*Your objective:*
Answer these questions using the article on reopening in Central Illinois.
(a) How many miles is Chicago from where the writer is sitting?
(b) How many confirmed cases does Livingston County have?
(c) On what date does the plan from counties and towns near Peoria propose to start reopening?

*Document extract:*
News & Politics

Close to Home, the Debate Over Lifting Virus Restrictions is Simplified

Official White House Photo by Joyce N. Boghosian

Living in Central Illinois is very nice and very boring. The next closest town to where I live in Streator is Ottawa at 20 miles. The closest city is Peoria — an hour and a half away. Chicago is 110 miles from where I’m sitting — a universe removed from my home.

In short, things are pretty spread out. Consequently — and not surprisingly — the coronavirus is a threat but hardly a catastrophe. Livingston and the surrounding counties have few cases. LaSalle County has 44 cases with one death. Livingston County has 20 confirmed cases and 1 death.

Local businesses wonder why they can’t reopen with common-sense restrictions. It’s not like huge crowds will descend on downtown Streator or Ottawa to celebrate. These people are proud, independent small business people, and hate the idea of having to take help from anyone. They’d rather sink or swim on their own.

Some counties and towns near Peoria have had enough of being closed. They have submitted a careful, reasonable plan to start reopening on May 1. It’s a 3 stage plan, it’s well thought out and they have submitted it in a letter to Governor J.B. Pritzker for approval.

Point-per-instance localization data
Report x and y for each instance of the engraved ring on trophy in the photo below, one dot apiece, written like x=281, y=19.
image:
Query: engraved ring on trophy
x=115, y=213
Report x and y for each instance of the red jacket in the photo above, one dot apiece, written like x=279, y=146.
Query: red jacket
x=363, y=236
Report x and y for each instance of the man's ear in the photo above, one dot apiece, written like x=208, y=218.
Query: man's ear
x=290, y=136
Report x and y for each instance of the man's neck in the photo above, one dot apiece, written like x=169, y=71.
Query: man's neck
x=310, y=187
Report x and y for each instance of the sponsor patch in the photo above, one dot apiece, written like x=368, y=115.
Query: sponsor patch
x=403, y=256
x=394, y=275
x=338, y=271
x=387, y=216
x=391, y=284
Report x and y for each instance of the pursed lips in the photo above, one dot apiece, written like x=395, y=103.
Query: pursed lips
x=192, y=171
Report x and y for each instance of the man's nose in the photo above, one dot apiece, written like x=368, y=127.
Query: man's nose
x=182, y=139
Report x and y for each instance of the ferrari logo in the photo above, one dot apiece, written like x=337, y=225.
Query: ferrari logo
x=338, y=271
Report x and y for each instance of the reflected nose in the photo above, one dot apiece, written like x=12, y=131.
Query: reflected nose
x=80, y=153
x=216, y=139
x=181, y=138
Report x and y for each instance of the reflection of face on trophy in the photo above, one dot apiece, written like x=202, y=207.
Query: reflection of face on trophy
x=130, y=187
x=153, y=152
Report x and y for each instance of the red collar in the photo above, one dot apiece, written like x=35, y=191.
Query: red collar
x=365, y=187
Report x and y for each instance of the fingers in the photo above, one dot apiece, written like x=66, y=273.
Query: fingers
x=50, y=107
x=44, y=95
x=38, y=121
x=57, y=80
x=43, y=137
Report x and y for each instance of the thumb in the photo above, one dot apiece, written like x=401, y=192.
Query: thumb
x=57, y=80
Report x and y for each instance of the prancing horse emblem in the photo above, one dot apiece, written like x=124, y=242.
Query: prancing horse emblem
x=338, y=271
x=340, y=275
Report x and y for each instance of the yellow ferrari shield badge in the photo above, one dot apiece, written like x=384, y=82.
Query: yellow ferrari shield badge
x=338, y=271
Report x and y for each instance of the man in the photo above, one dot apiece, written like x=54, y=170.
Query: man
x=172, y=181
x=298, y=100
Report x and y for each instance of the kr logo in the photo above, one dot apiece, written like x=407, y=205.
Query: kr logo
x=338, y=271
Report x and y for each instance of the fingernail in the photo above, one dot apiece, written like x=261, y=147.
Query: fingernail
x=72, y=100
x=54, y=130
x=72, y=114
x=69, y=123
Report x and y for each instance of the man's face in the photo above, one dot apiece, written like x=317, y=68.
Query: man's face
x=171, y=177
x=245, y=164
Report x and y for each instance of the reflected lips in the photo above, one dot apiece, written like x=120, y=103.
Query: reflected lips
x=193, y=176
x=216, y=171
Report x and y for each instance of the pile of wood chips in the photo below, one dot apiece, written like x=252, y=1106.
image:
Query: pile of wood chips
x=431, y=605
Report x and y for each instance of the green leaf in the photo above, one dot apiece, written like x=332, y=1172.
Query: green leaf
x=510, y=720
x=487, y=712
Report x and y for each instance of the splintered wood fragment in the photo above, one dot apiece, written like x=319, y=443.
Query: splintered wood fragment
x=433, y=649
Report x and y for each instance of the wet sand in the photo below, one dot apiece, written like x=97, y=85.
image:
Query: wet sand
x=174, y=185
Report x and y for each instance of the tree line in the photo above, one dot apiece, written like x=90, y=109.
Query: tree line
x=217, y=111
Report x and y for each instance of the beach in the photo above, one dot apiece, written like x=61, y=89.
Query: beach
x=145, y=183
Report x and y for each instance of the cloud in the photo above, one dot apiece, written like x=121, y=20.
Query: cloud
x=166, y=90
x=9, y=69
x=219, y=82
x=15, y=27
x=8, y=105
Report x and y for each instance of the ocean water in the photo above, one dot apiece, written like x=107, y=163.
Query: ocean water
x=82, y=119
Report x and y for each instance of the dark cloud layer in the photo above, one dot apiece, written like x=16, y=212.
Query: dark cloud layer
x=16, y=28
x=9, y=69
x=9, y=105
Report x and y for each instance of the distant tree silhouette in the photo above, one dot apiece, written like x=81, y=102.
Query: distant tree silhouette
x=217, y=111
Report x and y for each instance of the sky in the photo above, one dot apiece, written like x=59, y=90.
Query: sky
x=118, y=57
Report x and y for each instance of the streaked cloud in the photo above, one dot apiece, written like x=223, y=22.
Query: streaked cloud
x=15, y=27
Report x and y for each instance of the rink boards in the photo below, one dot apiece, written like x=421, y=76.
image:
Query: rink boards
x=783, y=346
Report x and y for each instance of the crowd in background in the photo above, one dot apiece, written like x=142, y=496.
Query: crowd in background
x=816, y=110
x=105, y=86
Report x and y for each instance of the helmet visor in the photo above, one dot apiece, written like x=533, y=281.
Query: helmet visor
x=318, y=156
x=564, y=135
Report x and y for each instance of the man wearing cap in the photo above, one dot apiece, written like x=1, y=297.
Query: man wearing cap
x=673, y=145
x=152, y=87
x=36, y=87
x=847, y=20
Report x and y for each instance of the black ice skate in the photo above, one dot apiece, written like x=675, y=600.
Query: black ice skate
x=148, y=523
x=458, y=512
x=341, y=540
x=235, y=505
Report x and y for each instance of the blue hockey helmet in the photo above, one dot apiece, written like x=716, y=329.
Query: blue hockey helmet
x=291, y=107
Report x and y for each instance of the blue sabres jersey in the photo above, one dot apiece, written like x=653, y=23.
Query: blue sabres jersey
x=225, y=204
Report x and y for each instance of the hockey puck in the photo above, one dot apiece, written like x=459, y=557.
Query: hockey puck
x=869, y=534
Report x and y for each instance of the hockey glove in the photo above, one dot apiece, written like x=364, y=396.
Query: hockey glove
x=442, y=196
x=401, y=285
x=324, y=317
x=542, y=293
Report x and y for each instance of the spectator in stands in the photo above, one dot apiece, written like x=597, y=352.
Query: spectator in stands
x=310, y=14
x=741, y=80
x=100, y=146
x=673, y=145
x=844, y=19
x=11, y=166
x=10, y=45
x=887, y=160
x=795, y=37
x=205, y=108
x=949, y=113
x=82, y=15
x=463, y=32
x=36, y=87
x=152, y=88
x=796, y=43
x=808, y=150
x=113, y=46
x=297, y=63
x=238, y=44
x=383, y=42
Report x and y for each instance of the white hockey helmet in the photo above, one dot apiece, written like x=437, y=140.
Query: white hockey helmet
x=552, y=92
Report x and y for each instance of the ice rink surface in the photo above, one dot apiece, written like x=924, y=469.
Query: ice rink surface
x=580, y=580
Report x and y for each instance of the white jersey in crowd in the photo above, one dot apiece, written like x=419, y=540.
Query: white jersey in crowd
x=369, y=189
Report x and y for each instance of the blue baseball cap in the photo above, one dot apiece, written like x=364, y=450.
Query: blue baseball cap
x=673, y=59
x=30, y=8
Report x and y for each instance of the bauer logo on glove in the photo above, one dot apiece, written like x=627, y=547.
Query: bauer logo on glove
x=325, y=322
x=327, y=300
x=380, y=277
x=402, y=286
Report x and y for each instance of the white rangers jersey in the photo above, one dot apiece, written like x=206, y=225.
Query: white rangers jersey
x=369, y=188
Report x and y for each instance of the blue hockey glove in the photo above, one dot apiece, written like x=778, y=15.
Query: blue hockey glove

*Output of the task:*
(a) 110 miles
(b) 20
(c) May 1